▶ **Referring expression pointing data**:
----
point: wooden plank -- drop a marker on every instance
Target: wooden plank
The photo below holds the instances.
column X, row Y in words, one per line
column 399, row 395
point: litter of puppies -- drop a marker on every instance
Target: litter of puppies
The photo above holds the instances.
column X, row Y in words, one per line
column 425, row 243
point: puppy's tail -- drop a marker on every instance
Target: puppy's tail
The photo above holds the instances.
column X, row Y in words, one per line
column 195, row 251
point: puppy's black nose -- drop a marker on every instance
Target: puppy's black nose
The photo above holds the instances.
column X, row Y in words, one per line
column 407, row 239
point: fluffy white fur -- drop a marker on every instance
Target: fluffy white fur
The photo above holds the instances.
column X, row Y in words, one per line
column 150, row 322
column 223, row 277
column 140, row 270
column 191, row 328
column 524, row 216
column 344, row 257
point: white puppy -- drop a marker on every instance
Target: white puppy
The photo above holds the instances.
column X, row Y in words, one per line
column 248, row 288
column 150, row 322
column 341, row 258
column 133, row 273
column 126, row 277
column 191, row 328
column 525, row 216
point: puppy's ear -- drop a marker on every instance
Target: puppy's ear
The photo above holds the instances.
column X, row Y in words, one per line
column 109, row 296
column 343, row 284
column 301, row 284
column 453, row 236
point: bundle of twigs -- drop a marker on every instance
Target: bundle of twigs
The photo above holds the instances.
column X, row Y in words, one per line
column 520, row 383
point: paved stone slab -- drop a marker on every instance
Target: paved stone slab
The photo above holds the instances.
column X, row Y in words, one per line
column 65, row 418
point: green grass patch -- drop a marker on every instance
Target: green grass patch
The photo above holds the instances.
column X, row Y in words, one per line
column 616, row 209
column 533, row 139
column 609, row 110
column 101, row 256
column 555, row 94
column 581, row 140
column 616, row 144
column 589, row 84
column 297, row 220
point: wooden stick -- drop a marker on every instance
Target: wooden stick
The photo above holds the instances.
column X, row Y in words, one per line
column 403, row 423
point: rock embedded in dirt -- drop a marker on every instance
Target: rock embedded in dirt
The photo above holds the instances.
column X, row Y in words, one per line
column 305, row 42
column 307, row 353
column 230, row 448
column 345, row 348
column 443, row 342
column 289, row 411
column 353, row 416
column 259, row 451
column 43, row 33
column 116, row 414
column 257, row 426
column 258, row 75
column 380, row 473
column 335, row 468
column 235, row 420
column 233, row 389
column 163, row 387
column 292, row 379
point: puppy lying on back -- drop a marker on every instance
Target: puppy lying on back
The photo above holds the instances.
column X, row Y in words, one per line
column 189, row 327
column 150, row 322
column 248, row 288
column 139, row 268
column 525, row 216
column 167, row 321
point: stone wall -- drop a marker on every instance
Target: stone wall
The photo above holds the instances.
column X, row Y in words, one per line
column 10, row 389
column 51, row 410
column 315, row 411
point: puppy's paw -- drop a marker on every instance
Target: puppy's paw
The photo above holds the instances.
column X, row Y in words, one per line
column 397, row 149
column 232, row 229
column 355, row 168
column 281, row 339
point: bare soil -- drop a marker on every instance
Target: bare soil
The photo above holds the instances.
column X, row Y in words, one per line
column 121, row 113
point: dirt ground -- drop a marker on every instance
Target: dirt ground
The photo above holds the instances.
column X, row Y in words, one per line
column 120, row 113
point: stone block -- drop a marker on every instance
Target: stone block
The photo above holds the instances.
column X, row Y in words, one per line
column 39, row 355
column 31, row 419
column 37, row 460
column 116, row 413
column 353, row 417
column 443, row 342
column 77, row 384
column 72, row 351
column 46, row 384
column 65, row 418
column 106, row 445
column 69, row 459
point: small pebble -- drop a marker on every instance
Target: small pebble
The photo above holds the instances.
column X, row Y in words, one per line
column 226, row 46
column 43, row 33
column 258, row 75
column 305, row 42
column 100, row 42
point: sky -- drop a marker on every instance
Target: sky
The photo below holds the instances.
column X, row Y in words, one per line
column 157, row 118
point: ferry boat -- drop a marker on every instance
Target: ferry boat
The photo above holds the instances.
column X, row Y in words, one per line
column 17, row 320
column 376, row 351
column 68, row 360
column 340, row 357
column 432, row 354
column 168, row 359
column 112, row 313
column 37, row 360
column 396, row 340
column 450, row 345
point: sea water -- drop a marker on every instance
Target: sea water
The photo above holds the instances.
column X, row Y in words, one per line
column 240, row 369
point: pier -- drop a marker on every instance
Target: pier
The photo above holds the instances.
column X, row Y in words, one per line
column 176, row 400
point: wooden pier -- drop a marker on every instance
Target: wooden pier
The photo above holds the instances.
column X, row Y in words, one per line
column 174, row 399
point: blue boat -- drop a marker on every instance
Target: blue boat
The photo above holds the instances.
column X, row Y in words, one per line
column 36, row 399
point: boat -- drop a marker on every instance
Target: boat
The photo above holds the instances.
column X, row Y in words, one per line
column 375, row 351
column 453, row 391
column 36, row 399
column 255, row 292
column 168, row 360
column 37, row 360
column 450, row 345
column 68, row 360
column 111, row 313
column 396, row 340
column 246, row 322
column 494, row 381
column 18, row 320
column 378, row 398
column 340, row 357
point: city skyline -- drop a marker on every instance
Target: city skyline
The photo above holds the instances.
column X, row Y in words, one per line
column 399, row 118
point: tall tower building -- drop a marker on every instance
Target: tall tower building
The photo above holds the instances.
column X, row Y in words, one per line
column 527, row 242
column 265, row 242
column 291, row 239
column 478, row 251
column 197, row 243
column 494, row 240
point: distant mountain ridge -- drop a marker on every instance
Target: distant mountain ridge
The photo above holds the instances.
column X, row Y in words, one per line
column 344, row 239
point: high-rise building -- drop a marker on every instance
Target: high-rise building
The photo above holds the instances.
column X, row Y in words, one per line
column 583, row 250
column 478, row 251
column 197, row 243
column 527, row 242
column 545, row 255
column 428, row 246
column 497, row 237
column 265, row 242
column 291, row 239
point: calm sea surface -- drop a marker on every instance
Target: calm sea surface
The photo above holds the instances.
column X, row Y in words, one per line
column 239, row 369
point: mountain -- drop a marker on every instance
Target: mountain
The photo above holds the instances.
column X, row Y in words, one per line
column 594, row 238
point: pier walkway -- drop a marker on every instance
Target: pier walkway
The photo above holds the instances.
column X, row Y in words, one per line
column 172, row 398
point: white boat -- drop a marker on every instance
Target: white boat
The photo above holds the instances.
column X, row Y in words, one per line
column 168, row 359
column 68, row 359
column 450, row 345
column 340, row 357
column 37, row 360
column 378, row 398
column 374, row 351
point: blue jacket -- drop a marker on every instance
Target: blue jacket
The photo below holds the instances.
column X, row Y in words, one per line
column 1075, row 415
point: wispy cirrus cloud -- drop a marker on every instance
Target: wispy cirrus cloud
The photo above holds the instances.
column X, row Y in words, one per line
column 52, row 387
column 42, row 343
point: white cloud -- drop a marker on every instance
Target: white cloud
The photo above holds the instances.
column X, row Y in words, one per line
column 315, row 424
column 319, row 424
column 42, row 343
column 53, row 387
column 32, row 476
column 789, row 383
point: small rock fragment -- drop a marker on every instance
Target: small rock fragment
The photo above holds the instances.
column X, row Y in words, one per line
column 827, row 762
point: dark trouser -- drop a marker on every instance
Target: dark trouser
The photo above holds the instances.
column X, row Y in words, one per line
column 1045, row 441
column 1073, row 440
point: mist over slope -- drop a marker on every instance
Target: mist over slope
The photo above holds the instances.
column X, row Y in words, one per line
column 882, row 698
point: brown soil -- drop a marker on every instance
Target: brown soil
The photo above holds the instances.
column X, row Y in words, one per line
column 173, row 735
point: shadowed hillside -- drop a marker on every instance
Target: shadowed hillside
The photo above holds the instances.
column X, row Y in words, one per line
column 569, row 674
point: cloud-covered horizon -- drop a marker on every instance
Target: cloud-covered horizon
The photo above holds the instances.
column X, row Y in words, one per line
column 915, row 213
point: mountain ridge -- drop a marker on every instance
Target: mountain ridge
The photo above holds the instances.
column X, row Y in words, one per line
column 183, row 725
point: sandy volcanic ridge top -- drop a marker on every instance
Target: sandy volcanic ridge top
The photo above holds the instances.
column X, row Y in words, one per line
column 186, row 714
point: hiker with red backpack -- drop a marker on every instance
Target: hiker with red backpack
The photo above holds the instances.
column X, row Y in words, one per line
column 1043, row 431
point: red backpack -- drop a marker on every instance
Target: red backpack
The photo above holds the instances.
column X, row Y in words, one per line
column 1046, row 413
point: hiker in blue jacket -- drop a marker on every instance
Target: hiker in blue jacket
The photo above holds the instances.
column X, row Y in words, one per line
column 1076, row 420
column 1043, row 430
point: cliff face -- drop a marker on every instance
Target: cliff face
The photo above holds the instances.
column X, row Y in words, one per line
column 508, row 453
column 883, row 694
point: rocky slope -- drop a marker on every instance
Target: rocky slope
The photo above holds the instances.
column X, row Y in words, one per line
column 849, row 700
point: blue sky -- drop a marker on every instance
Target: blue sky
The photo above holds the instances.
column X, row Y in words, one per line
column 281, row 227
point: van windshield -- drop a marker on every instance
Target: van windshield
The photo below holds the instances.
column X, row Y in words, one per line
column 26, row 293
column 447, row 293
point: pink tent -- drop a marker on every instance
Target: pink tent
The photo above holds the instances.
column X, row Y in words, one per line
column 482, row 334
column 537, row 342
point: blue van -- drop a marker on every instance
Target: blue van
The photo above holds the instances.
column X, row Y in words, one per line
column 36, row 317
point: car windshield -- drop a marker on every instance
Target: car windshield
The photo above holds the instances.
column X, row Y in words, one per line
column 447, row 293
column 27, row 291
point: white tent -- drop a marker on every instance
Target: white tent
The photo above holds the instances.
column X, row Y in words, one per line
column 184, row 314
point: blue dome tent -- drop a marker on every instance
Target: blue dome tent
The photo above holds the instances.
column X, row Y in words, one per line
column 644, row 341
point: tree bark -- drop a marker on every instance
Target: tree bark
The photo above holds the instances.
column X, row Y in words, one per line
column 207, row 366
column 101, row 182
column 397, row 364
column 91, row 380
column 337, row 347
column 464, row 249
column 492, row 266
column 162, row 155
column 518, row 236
----
▶ **Problem to solve**: Reproduce the entries exactly, but only from their first line to the line holding "Target: litter of puppies", with that last line kept.

▶ **Task solution**:
point: wooden plank -- drop a marker on every instance
Target: wooden plank
The photo below holds the instances.
column X, row Y in words, one per line
column 399, row 395
point: litter of puppies -- drop a marker on every instance
Target: litter of puppies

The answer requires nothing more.